____ Extract
Action games may have been criticized over the years by those concerned over excessive violence, but a new study conducted by university researchers claims playing such games may actually boost reading skills.
Indeed, according to Andrea Facoetti of the University of Padua and the Scientific Institute Medea of Bosisio Parini in Italy, 12 hours of video game play did more for reading skills than is normally achieved with a year of spontaneous reading development or demanding traditional reading treatments.
The above-mentioned claim, appearing in the Cell Press journal Current Biology on February 28, follows an earlier study by the same team linking dyslexia to early problems with visual attention rather than language skills.
“Action video games enhance many aspects of visual attention, mainly improving the extraction of information from the environment,” explained Facoetti.
“Dyslexic children learned to orient and focus their attention more efficiently to extract the relevant information of a written word more rapidly.”
________
### [Activity 1]
In the article on action video games and reading, which journal published the researchers' claim?
### [Activity 2]
Rewrite the part of the article on action video games and reading that begins at "Indeed, according to" and stops after "than language skills.", changing "journal" to "publication".
### [Activity 3]
Extend the article on action video games and reading, starting after its final sentence.
____ Source material
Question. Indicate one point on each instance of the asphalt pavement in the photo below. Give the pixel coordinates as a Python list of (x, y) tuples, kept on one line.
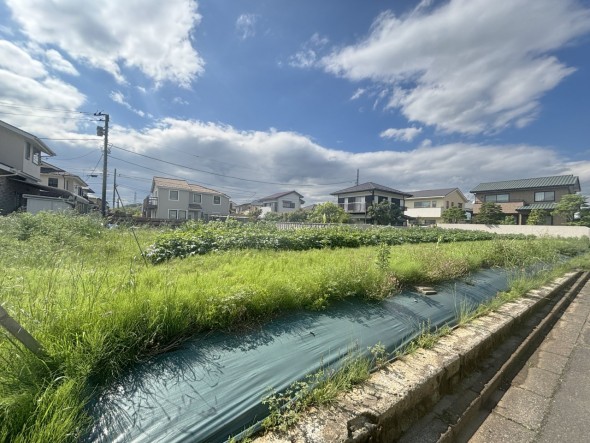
[(549, 400)]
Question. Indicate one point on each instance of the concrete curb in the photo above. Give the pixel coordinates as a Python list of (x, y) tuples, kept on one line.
[(385, 406)]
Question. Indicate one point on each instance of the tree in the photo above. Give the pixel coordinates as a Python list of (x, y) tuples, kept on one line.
[(489, 214), (537, 217), (386, 213), (453, 215), (569, 206), (328, 213)]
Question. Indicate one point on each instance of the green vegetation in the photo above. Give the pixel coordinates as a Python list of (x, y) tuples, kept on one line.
[(86, 293), (199, 238)]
________
### [Task result 1]
Current Biology, a Cell Press journal.

### [Task result 2]
Indeed, according to Andrea Facoetti of the University of Padua and the Scientific Institute Medea of Bosisio Parini in Italy, 12 hours of video game play did more for reading skills than is normally achieved with a year of spontaneous reading development or demanding traditional reading treatments.
The above-mentioned claim, appearing in the Cell Press publication Current Biology on February 28, follows an earlier study by the same team linking dyslexia to early problems with visual attention rather than language skills.

### [Task result 3]
The findings come as further support for the notion that visual attention deficits are at the root of dyslexia, a condition that makes reading extremely difficult for one out of every ten children, Facoetti added. He emphasized that there is, as of now, no approved treatment for dyslexia that includes video games.
Facoetti’s team, including Sandro Franceschini, Simone Gori, Milena Ruffino, Simona Viola, and Massimo Molteni, tested the reading, phonological, and attentional skills of two groups of children with dyslexia before and after they played action or non-action video games for nine 80-minute sessions. The action video gamers were able to read faster without losing accuracy. They also showed gains in other tests of attention.
“These results are very important in order to understand the brain mechanisms underlying dyslexia, but they don’t put us in a position to recommend playing video games without any control or supervision,” Facoetti said.
Still, there is great hope for early interventions that could be applied in low-resource settings.
“Our study paves the way for new remediation programs, based on scientific results, that can reduce the dyslexia symptoms and even prevent dyslexia when applied to children at risk for dyslexia before they learn to read,” he added.